● WORK INSTRUCTIONS
Each line of the data below from the one holding "the cabinet door" to the one holding "of the stone", inclusive, is to be reproduced exactly; no other line belongs in the answer.

● EXTRACTED DATA
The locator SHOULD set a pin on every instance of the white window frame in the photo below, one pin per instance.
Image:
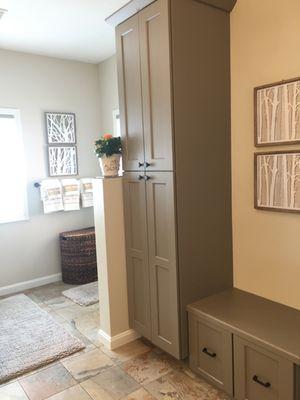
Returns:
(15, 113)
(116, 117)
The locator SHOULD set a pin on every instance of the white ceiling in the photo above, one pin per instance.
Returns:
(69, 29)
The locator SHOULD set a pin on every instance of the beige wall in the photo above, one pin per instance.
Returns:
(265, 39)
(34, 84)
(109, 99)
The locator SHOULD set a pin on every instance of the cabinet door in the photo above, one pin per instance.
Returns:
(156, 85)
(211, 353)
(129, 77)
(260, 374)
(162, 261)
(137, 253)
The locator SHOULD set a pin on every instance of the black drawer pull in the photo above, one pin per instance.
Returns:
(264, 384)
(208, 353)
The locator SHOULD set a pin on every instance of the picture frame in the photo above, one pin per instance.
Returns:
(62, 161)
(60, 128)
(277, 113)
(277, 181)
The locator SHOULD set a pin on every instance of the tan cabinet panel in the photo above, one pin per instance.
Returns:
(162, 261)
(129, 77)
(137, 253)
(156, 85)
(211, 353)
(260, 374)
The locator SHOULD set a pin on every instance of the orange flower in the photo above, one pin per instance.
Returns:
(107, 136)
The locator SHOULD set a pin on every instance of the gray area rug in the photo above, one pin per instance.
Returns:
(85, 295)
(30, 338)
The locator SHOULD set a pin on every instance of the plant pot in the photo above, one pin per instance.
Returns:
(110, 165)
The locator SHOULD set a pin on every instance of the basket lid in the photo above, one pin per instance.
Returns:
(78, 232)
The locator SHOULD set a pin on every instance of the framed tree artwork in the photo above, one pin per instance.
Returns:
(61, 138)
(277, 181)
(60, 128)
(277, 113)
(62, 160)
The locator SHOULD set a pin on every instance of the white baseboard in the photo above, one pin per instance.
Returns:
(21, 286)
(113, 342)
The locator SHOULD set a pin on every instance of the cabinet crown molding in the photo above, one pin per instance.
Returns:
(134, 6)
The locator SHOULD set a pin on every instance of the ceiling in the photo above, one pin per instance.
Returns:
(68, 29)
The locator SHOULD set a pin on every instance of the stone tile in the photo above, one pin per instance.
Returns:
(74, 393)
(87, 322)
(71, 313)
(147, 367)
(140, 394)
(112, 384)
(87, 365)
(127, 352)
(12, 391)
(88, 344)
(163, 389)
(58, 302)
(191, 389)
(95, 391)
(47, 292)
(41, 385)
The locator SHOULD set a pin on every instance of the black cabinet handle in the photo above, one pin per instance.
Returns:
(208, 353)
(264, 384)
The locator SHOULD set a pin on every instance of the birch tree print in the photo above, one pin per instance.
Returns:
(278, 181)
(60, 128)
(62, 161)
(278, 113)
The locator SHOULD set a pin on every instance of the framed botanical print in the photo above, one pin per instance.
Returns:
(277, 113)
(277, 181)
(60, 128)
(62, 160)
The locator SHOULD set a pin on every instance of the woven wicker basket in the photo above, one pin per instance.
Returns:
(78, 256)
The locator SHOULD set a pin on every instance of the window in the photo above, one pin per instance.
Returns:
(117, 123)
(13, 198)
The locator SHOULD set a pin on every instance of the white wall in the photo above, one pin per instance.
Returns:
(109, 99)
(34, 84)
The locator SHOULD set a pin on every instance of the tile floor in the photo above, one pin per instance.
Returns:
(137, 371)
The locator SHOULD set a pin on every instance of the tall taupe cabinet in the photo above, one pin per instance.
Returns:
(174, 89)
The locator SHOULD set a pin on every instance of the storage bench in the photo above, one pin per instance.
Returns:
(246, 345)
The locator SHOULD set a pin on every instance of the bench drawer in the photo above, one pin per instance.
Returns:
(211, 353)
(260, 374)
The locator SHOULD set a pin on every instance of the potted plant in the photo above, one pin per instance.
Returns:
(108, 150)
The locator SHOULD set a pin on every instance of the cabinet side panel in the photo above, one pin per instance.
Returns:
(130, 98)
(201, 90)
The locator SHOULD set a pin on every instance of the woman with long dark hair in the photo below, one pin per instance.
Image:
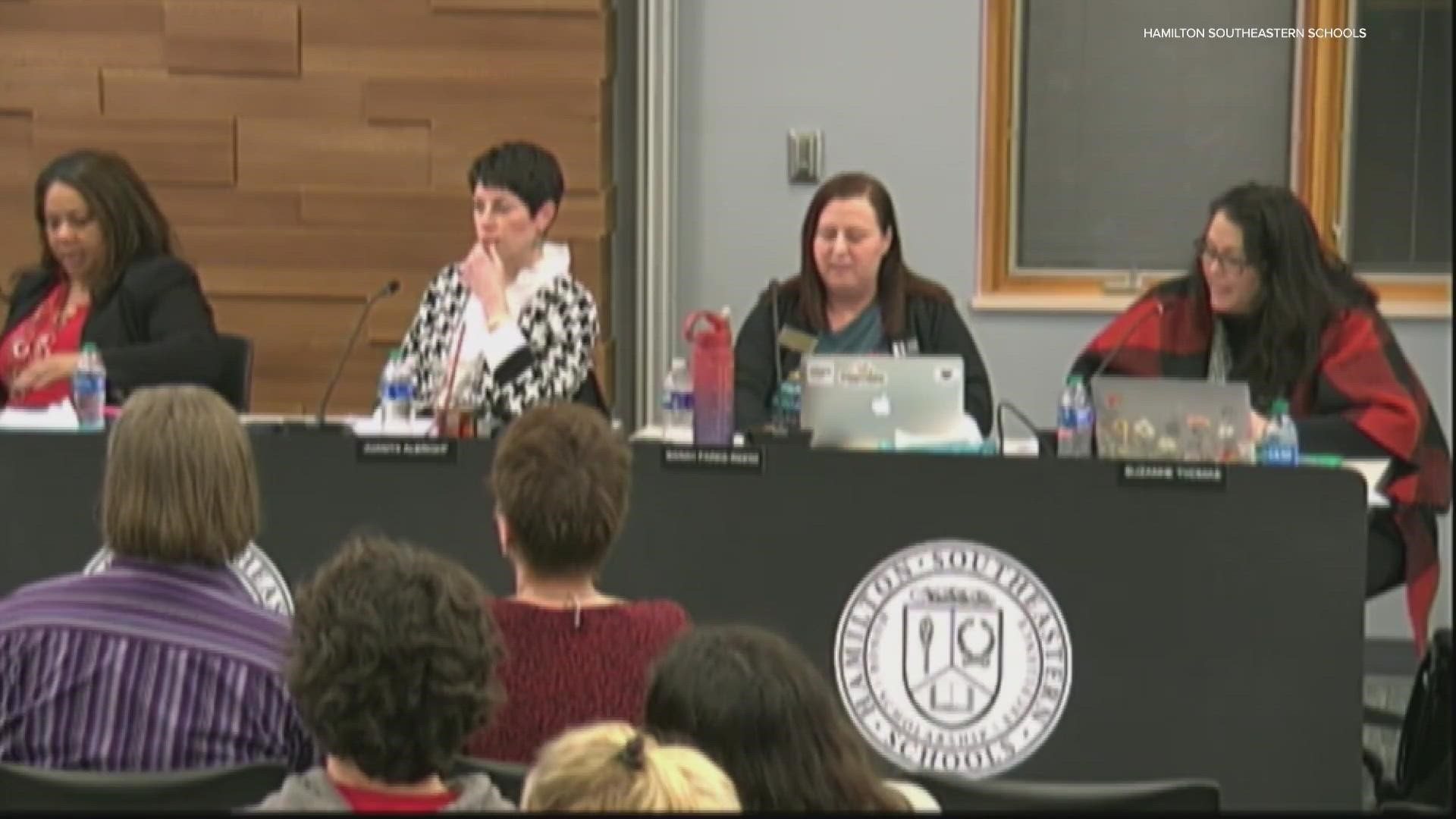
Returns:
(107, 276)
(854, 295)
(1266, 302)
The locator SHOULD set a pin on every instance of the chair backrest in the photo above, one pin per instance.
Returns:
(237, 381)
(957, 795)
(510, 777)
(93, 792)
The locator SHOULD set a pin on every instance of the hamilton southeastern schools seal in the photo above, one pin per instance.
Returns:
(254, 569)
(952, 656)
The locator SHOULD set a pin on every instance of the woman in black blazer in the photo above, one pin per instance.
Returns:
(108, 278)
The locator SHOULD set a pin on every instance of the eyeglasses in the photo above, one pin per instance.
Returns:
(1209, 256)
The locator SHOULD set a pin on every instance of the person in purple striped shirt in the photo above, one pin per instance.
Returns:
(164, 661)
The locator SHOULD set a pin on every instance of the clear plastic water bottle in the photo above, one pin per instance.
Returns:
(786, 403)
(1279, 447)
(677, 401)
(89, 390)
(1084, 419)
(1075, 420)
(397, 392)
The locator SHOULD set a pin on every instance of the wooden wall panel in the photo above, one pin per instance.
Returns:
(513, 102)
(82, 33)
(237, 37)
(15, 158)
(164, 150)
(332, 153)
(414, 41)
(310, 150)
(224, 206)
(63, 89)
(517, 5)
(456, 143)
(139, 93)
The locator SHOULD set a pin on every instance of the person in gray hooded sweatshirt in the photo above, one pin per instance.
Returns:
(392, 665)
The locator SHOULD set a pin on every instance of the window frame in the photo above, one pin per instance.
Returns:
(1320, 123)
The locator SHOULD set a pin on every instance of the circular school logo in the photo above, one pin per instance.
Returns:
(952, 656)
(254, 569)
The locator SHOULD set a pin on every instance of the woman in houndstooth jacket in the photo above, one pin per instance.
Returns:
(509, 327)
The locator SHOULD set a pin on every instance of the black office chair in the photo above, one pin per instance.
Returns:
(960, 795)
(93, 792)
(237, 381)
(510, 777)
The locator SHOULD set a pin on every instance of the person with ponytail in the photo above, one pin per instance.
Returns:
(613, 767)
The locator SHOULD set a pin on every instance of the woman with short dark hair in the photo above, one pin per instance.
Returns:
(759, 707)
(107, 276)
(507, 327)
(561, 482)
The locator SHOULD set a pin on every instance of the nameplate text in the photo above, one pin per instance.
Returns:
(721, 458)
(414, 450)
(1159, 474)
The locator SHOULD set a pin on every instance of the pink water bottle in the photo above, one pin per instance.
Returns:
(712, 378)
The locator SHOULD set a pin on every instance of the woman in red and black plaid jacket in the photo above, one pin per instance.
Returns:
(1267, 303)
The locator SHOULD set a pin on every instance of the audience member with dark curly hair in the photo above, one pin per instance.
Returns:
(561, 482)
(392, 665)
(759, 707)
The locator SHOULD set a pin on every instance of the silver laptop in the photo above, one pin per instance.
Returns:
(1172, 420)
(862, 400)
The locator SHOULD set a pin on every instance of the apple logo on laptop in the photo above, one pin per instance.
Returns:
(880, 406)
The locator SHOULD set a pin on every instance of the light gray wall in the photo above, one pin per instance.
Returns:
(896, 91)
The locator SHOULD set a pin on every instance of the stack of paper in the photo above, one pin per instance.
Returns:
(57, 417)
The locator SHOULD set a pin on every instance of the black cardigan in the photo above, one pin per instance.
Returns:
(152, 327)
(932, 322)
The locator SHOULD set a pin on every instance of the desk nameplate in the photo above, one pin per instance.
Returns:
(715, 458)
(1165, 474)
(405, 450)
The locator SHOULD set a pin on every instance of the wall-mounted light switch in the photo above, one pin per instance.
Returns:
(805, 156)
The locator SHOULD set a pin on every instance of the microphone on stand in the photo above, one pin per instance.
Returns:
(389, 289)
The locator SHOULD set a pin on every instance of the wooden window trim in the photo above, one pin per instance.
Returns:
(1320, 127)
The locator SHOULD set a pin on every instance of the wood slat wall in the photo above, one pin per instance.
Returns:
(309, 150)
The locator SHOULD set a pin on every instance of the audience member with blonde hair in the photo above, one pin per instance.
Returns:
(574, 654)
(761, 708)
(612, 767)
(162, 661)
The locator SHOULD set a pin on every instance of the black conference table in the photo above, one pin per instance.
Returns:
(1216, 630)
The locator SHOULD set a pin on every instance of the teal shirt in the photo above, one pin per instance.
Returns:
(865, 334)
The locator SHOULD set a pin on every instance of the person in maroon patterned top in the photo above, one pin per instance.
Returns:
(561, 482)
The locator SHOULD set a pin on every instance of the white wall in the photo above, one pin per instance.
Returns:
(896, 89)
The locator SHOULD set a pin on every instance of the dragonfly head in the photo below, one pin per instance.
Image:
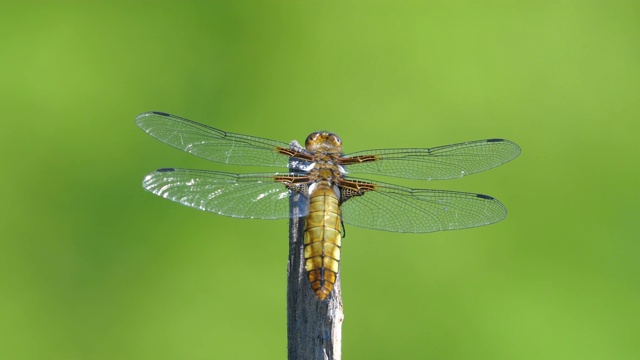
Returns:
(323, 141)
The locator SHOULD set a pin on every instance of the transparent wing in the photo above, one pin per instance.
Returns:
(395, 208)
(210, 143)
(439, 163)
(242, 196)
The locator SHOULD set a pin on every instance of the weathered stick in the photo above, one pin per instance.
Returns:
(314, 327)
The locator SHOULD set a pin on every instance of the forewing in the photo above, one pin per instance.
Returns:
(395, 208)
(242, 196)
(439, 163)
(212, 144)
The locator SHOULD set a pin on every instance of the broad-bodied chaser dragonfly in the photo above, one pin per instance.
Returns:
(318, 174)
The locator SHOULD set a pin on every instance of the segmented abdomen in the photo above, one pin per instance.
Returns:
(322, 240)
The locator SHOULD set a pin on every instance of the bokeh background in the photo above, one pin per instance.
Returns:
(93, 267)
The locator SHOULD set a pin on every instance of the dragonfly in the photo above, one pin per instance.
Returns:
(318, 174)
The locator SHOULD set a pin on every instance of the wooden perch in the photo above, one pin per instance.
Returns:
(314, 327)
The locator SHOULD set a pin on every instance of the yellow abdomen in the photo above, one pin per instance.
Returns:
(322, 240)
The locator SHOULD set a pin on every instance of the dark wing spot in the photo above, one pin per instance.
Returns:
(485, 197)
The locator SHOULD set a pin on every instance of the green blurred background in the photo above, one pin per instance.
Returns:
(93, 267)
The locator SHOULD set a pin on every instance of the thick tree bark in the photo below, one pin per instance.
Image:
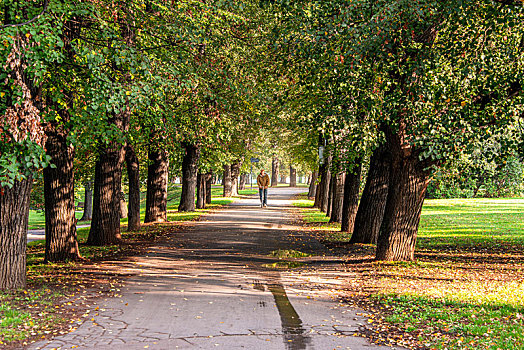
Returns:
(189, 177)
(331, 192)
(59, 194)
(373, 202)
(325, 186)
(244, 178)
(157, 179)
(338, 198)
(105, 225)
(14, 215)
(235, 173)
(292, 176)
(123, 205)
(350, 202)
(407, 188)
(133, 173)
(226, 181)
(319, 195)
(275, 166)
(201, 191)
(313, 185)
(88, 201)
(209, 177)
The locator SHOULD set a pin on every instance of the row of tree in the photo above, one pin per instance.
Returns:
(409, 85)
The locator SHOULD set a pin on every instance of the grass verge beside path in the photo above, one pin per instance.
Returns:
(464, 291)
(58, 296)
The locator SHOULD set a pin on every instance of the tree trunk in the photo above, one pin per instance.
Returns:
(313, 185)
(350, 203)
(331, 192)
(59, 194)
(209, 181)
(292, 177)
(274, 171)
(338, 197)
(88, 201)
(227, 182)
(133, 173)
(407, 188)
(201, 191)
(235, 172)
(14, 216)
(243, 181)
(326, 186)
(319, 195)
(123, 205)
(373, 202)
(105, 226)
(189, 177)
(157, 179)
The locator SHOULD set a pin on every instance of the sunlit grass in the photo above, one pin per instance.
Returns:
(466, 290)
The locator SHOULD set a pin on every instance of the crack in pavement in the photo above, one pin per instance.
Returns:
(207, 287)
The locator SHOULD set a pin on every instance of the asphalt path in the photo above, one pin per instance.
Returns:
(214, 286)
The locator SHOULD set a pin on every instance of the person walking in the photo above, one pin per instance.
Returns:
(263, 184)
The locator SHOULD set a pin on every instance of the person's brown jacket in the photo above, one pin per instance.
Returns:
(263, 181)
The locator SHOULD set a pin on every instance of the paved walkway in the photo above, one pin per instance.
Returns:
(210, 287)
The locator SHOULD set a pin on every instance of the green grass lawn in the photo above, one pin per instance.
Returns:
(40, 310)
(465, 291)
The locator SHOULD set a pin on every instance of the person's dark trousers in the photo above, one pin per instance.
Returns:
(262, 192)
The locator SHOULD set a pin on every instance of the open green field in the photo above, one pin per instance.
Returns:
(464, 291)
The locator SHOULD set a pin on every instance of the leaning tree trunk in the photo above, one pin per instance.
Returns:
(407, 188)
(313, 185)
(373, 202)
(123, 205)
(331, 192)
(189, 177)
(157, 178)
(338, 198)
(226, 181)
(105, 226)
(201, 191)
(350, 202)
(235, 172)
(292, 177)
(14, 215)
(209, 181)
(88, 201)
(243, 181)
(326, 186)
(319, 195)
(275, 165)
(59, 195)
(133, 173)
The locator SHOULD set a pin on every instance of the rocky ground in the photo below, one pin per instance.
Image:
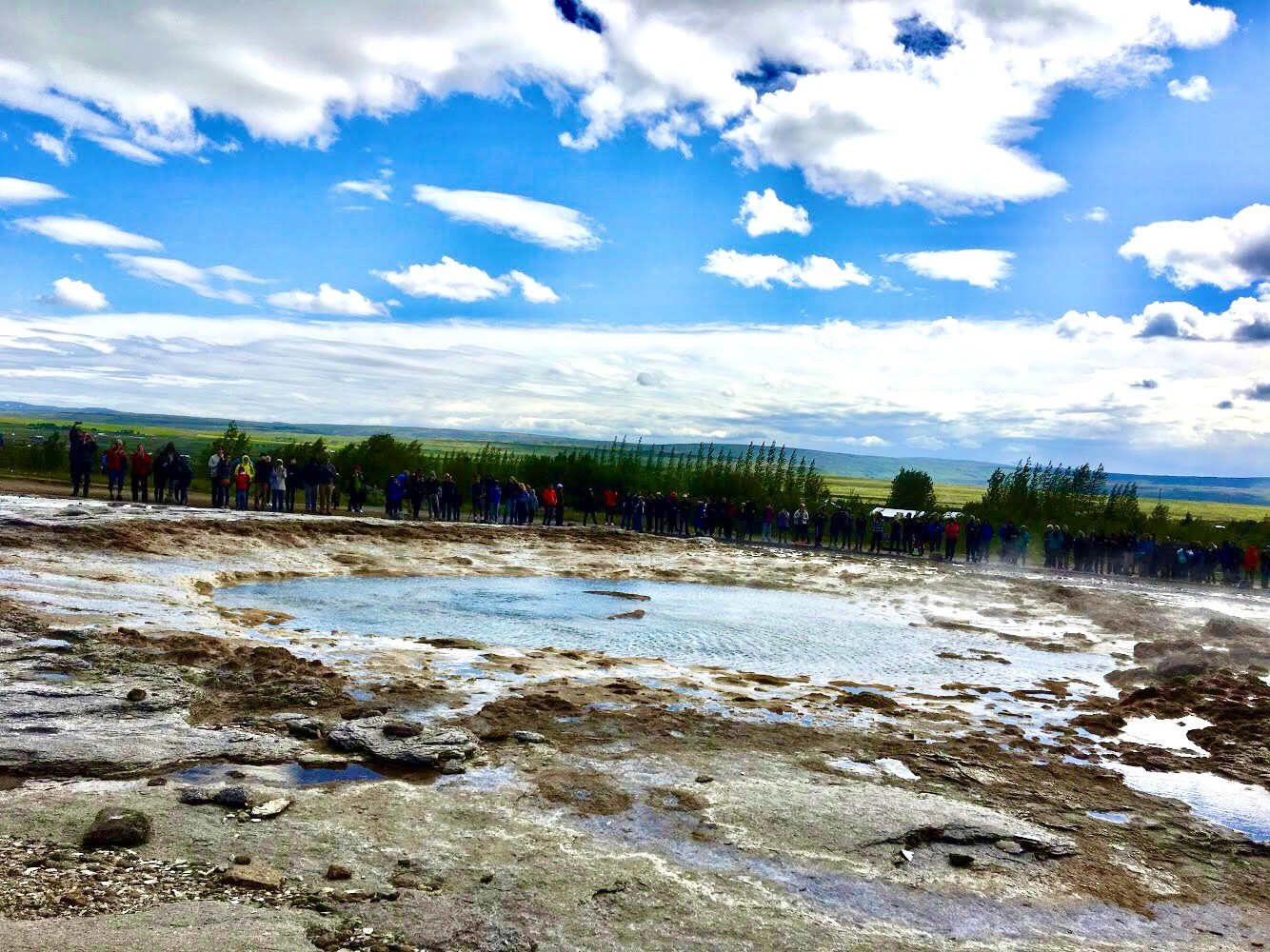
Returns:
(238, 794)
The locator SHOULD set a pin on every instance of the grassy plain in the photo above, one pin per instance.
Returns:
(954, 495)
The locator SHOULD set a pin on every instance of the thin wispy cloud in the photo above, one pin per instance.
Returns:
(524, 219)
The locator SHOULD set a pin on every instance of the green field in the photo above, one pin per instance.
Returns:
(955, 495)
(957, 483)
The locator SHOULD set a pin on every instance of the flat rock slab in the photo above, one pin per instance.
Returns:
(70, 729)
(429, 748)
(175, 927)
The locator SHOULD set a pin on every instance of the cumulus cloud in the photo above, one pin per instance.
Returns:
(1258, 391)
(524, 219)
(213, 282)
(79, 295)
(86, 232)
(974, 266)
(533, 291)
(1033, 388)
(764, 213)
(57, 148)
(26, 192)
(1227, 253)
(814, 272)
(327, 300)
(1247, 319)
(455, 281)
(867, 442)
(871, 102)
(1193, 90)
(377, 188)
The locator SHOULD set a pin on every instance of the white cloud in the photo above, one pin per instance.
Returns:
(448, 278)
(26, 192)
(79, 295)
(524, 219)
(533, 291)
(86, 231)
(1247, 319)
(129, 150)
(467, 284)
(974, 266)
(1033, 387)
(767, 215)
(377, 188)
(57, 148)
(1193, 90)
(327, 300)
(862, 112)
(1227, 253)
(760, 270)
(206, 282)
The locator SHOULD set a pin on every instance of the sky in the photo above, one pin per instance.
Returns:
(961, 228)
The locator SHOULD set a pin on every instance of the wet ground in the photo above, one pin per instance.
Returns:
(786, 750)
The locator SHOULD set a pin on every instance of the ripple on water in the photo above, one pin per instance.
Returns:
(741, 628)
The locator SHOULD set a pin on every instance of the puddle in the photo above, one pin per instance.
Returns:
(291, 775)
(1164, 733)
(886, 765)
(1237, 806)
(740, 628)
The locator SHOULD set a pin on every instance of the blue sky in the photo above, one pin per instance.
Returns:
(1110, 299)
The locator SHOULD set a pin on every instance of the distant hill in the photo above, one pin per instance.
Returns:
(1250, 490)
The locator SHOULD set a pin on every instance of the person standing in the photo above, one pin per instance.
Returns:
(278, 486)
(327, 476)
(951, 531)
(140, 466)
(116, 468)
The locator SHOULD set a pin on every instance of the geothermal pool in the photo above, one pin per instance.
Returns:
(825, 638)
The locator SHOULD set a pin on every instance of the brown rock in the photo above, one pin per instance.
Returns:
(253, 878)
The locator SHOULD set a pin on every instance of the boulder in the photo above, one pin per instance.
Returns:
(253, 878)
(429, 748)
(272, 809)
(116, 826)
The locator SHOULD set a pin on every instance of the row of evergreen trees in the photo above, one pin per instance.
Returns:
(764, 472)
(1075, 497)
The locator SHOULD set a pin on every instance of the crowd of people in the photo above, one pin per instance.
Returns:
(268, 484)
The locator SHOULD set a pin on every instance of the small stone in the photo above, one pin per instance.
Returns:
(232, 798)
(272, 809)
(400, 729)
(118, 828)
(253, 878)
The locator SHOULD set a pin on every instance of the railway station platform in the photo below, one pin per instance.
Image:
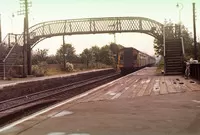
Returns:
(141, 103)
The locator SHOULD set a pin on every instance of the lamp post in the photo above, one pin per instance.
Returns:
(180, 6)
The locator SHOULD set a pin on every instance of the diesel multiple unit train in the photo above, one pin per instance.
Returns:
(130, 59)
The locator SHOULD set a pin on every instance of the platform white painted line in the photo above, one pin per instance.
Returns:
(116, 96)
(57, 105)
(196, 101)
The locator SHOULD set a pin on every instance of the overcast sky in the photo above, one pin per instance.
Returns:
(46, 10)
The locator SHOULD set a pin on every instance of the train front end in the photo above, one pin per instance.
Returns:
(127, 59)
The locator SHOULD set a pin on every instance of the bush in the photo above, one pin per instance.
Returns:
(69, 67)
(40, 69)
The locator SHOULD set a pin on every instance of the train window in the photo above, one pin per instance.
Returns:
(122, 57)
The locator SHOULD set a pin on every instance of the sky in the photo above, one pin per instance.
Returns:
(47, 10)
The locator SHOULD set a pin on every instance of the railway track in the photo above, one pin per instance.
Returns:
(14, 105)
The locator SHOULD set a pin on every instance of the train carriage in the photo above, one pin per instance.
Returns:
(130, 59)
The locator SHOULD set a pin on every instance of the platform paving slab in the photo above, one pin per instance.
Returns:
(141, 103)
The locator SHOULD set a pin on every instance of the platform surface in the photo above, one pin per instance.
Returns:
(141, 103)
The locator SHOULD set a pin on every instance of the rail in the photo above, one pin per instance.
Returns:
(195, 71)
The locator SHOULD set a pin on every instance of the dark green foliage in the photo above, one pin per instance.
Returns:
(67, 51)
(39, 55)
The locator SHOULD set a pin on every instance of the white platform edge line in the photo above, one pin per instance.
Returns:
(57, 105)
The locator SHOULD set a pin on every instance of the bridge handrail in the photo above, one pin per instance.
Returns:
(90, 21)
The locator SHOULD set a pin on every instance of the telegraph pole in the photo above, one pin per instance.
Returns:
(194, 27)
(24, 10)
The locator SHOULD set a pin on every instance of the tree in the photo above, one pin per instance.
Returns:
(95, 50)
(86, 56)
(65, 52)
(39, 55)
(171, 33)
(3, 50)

● WRITTEN RESPONSE
The locator SHOULD set a pin on every instance of the cabinet door in the photo above, one pin per instance.
Returns:
(156, 85)
(211, 353)
(129, 77)
(260, 374)
(162, 261)
(137, 253)
The locator SHOULD set a pin on every instance of the black drawer pull in the photo above, one pin per instance.
Returns:
(264, 384)
(208, 353)
The locator SHOULD set a pin on every instance of the picture frame in the photo above, one pin per instance.
Returns:
(62, 161)
(60, 128)
(277, 113)
(277, 181)
The locator SHOULD set a pin on every instance of the tan cabinet panel in the photo above, one pin per instance.
Returns:
(162, 261)
(129, 77)
(137, 253)
(156, 85)
(211, 353)
(260, 374)
The locator SHOULD set a pin on every instance of the orange flower in the photo above, one pin per instance.
Returns:
(107, 136)
The locator SHOULD set a pin on every instance of the gray area rug in the photo above, one pin per instance.
Returns:
(85, 295)
(30, 338)
The locator SHOULD set a pin on every instance of the plant pot in the photo above, one pin per instance.
Returns:
(110, 165)
The locator SHOULD set a pin on every instance of the basket lid in the photo above, one pin per instance.
Returns:
(78, 232)
The locator SHOULD set a pin on every instance of the framed tree artwork in the photo above, one pin per instance.
Returns:
(61, 138)
(277, 181)
(60, 128)
(277, 113)
(62, 160)
The locator SHOULD set a pin on every instance of the white baseboard in the photo above, one pin per instance.
Returns:
(21, 286)
(113, 342)
The locator SHOULD set a pin on every instance of the cabinet crown molding in the photo above, one pin per instance.
Returns:
(134, 6)
The locator SHOULD set a pin on every instance of the ceiling in the photo above, one pin per instance.
Returns:
(68, 29)
The locator SHOULD set a pin on every instance of the stone tile in the photo above, one pin per instance.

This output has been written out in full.